THE PROBLEM:
Count the lines in the records below that contain the word "green", with uppercase and lowercase treated as different, and give only the number.
++++ RECORDS PROVIDED ++++
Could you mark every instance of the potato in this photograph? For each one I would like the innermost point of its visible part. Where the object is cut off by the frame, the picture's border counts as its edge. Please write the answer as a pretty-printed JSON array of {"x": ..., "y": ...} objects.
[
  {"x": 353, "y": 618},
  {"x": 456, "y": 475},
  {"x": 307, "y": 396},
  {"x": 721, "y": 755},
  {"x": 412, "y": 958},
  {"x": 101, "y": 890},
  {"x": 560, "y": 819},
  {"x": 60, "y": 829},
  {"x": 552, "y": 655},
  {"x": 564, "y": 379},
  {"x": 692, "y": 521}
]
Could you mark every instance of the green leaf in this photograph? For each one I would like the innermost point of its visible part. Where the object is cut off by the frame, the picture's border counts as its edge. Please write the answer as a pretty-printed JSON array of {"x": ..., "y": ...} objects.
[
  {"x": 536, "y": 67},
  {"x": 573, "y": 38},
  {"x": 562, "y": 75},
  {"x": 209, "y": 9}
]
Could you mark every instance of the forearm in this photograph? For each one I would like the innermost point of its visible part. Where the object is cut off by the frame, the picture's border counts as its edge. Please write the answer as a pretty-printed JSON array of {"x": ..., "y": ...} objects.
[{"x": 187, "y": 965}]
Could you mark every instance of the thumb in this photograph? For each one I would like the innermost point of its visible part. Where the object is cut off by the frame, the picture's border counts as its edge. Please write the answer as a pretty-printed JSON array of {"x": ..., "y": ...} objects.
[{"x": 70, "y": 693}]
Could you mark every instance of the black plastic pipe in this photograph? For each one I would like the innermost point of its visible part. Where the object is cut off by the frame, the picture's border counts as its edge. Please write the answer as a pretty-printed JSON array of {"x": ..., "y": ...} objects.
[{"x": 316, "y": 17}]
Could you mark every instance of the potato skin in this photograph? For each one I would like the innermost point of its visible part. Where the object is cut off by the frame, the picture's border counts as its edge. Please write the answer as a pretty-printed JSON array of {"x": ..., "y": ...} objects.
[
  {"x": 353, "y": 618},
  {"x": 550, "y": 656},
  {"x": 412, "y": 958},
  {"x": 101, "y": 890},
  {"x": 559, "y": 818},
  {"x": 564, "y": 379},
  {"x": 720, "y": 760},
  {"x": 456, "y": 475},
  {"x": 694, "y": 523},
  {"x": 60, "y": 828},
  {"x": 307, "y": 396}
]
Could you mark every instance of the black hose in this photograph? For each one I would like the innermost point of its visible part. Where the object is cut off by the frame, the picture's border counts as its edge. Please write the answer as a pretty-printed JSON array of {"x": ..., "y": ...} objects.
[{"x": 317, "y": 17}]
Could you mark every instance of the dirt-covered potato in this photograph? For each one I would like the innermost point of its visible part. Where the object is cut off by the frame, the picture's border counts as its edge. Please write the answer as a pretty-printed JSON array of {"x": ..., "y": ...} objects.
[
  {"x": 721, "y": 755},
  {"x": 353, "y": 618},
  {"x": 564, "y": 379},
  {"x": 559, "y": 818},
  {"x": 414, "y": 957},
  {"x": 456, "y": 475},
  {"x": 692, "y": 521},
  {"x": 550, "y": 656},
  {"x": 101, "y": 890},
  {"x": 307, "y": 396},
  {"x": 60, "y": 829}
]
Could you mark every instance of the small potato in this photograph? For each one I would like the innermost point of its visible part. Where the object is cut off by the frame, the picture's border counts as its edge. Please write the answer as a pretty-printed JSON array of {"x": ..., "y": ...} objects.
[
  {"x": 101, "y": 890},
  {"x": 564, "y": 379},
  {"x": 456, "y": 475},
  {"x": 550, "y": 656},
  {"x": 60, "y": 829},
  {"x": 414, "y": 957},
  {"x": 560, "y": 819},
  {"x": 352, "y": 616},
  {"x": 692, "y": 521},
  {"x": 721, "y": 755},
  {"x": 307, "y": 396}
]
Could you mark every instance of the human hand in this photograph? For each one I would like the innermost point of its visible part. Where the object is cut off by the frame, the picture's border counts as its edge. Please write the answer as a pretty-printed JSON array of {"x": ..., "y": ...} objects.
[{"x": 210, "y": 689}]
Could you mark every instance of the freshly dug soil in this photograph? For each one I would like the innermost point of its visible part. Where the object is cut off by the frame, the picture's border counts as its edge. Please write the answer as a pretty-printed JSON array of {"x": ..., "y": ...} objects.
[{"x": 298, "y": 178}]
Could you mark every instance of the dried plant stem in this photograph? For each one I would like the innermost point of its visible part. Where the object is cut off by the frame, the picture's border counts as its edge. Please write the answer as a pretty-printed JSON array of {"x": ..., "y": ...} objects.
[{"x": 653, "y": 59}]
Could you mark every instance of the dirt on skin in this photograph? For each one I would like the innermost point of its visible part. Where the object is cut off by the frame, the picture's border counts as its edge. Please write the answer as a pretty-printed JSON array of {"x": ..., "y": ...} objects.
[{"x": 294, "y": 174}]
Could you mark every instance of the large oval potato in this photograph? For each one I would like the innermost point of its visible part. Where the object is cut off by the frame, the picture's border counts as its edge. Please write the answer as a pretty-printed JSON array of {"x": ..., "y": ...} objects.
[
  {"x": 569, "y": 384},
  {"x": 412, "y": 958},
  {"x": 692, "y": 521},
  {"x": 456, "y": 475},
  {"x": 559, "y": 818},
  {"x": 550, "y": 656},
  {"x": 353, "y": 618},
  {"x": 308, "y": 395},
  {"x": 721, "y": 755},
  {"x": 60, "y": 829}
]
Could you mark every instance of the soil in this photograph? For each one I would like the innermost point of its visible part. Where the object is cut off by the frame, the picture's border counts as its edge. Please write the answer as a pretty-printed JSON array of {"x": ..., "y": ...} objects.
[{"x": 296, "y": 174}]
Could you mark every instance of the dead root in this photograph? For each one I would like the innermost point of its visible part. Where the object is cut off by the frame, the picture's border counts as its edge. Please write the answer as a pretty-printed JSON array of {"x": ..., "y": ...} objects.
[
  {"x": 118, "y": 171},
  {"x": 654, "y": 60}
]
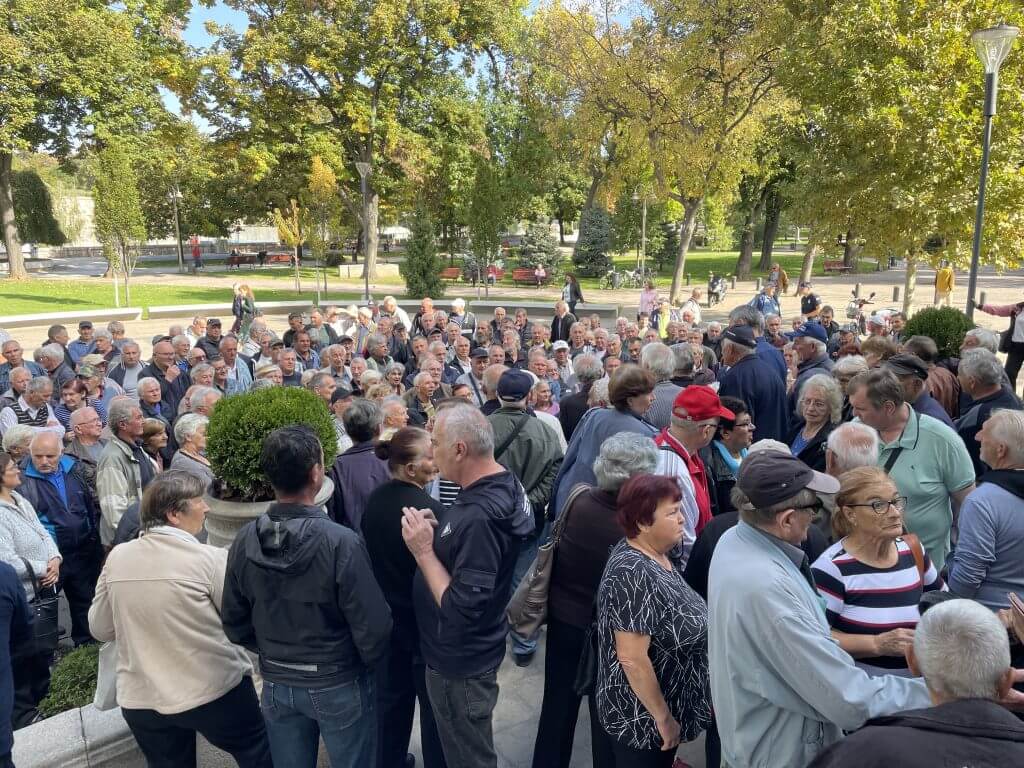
++++
ANSWER TO THE TASK:
1